◆ Exercise brief ◆
Quote every line of the data below word for word, leaving nothing out and changing nothing.

━━━ Data extract

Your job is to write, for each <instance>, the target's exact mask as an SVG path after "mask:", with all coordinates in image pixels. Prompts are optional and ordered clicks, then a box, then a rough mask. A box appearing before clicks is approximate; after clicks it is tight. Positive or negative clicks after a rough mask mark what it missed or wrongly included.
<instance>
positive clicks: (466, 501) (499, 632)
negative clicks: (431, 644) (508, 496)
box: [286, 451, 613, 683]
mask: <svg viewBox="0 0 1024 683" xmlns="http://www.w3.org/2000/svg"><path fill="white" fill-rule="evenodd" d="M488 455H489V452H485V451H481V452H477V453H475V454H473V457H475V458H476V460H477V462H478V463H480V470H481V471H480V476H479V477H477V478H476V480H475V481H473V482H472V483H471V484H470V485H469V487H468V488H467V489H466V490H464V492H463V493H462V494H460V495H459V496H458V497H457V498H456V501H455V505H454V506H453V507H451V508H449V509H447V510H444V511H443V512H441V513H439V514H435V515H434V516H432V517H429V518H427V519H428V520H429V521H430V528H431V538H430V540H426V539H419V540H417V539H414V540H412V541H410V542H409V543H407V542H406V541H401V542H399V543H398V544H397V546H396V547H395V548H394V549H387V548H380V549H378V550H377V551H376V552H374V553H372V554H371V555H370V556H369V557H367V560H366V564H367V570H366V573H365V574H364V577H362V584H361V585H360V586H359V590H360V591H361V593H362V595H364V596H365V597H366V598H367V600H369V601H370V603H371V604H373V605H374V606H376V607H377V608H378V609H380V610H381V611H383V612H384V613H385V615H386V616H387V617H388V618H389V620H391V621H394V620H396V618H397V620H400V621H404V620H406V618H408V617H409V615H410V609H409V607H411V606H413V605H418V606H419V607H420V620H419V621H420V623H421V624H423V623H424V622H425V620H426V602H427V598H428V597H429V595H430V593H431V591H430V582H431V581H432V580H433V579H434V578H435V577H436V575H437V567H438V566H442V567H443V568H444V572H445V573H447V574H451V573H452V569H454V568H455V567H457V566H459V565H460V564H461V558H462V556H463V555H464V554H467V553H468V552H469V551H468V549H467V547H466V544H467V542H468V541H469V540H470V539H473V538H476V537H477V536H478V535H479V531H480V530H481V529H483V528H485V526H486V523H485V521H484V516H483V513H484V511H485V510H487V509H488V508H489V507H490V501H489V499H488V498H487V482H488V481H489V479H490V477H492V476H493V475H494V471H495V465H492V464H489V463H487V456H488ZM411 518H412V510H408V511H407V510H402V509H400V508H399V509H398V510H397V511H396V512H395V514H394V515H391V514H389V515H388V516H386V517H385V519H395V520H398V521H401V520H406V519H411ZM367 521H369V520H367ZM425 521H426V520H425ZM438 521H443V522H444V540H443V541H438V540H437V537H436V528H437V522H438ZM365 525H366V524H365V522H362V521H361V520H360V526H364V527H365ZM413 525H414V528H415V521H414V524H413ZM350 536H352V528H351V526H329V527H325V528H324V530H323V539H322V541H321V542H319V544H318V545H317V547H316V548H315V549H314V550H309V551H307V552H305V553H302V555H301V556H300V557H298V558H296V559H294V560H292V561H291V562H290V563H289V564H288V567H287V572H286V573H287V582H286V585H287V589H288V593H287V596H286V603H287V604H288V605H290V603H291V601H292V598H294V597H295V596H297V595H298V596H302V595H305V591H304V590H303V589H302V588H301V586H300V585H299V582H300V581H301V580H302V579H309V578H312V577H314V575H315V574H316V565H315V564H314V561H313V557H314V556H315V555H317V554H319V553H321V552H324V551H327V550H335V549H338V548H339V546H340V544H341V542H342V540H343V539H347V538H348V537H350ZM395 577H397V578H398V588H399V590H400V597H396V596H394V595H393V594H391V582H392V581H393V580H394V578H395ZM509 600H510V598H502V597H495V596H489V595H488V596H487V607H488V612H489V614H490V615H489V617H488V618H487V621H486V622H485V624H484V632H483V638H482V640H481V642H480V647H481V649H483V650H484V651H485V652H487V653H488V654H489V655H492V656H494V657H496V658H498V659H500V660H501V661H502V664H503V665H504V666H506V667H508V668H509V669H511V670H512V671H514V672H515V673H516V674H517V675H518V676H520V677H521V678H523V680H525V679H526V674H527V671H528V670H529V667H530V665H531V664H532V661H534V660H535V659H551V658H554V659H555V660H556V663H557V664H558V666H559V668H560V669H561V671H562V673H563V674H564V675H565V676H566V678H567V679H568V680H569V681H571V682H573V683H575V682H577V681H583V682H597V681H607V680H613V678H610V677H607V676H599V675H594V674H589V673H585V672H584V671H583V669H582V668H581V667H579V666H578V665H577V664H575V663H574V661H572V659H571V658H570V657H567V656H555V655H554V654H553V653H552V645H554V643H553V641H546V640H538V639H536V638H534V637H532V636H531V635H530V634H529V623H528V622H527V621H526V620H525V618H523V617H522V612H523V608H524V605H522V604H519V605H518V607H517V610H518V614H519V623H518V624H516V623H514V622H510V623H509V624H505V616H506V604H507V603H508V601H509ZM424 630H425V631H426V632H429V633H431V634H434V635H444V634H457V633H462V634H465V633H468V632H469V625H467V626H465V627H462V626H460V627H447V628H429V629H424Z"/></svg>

━━━━━━

◆ Result for this exercise ◆
Your job is to write, for each <instance>, the target's exact mask as an SVG path after "mask:", with all coordinates in image pixels. Prompts are optional and ordered clicks, then a box, then a rough mask. A box appearing before clicks is approximate; after clicks it is tight. Positive or negative clicks after a rough mask mark what it missed or wrongly included.
<instance>
positive clicks: (466, 501) (499, 632)
negative clicks: (431, 644) (508, 496)
box: [286, 451, 613, 683]
mask: <svg viewBox="0 0 1024 683" xmlns="http://www.w3.org/2000/svg"><path fill="white" fill-rule="evenodd" d="M488 455H489V452H485V451H481V452H477V453H475V454H473V457H475V458H476V460H477V462H478V463H480V470H481V471H480V476H479V477H477V478H476V480H475V481H473V482H472V483H471V484H470V485H469V487H468V488H467V489H466V490H464V492H463V493H462V494H460V495H459V496H458V497H457V498H456V501H455V505H454V506H453V507H451V508H449V509H447V510H444V511H443V512H441V513H439V514H435V515H434V516H432V517H429V518H427V519H428V520H429V521H430V528H431V538H430V540H426V539H419V540H417V539H414V540H412V541H410V542H409V543H407V542H406V541H401V542H399V543H398V544H397V546H396V547H395V548H394V549H387V548H380V549H378V550H377V551H376V552H374V553H372V554H371V555H370V556H369V557H367V560H366V564H367V570H366V573H365V574H364V577H362V584H361V585H360V586H359V590H360V591H361V593H362V595H364V596H365V597H366V598H367V600H369V601H370V603H371V604H373V605H374V606H376V607H377V608H378V609H380V610H381V611H383V612H384V613H385V615H386V616H387V617H388V618H389V620H391V621H394V620H396V618H397V620H400V621H404V620H406V618H408V617H409V615H410V609H409V607H411V606H413V605H418V606H419V607H420V620H419V621H420V623H421V624H423V623H424V622H425V620H426V602H427V598H428V597H429V595H430V593H431V591H430V582H431V581H432V580H433V579H434V578H435V577H436V575H437V567H438V566H442V567H443V568H444V572H445V573H447V574H451V573H452V569H454V568H455V567H457V566H459V565H460V564H461V558H462V556H463V555H464V554H467V553H468V552H469V551H468V549H467V547H466V544H467V542H468V541H469V540H470V539H473V538H476V537H477V536H478V535H479V531H480V530H481V529H483V528H485V526H486V523H485V521H484V516H483V513H484V511H485V510H487V509H488V508H489V507H490V501H489V499H488V498H487V482H488V481H489V479H490V477H492V476H493V475H494V471H495V465H492V464H489V463H487V456H488ZM411 518H412V510H408V511H407V510H402V509H400V508H399V509H398V510H397V511H396V512H395V514H394V515H391V514H389V515H388V516H386V517H385V519H395V520H398V521H401V520H406V519H411ZM367 521H369V520H367ZM425 521H426V520H425ZM438 521H443V522H444V540H443V541H438V540H437V537H436V528H437V522H438ZM365 525H366V524H365V522H362V521H361V520H360V526H364V527H365ZM413 525H414V528H415V521H414V524H413ZM350 536H352V528H351V526H329V527H325V528H324V530H323V539H322V541H321V542H319V544H318V545H317V547H316V548H315V549H314V550H309V551H307V552H305V553H302V555H301V556H300V557H298V558H296V559H294V560H292V561H291V562H290V563H289V564H288V567H287V572H286V573H287V582H286V585H287V589H288V593H287V596H286V603H287V604H288V605H290V603H291V601H292V598H294V597H295V596H297V595H298V596H302V595H305V591H304V590H303V589H302V588H301V586H300V585H299V582H300V581H301V580H302V579H309V578H312V577H314V575H315V574H316V565H315V564H314V561H313V557H314V556H315V555H317V554H319V553H321V552H324V551H327V550H335V549H338V548H339V546H340V544H341V542H342V540H343V539H347V538H348V537H350ZM395 577H397V578H398V588H399V590H400V597H396V596H394V595H393V594H391V582H392V581H393V580H394V578H395ZM509 600H510V598H502V597H495V596H489V595H488V596H487V607H488V612H489V614H490V615H489V617H488V618H487V621H486V622H485V624H484V632H483V638H482V640H481V642H480V647H481V649H483V650H484V651H485V652H487V653H488V654H489V655H492V656H494V657H496V658H498V659H500V660H501V661H502V664H503V665H504V666H506V667H508V668H509V669H511V670H512V671H514V672H515V673H516V674H517V675H518V676H520V677H521V678H523V680H525V679H526V674H527V671H528V670H529V667H530V665H531V664H532V661H534V660H535V659H551V658H554V659H555V660H556V663H557V664H558V666H559V668H560V669H561V671H562V673H563V674H564V675H565V676H566V678H567V679H568V680H569V681H571V682H573V683H575V682H577V681H583V682H597V681H607V680H613V678H610V677H607V676H599V675H594V674H589V673H585V672H584V671H583V669H582V668H581V667H579V666H578V665H577V664H575V663H574V661H572V659H571V658H570V657H567V656H555V655H554V654H553V653H552V645H554V643H553V641H546V640H538V639H536V638H534V637H532V636H531V635H530V634H529V623H528V622H527V621H526V620H525V618H523V617H522V612H523V608H524V605H522V604H519V605H518V607H517V610H518V614H519V623H518V624H516V623H514V622H510V623H509V624H505V616H506V604H507V603H508V601H509ZM424 630H425V631H426V632H429V633H431V634H434V635H444V634H457V633H462V634H465V633H468V632H469V625H467V626H465V627H462V626H460V627H447V628H429V629H424Z"/></svg>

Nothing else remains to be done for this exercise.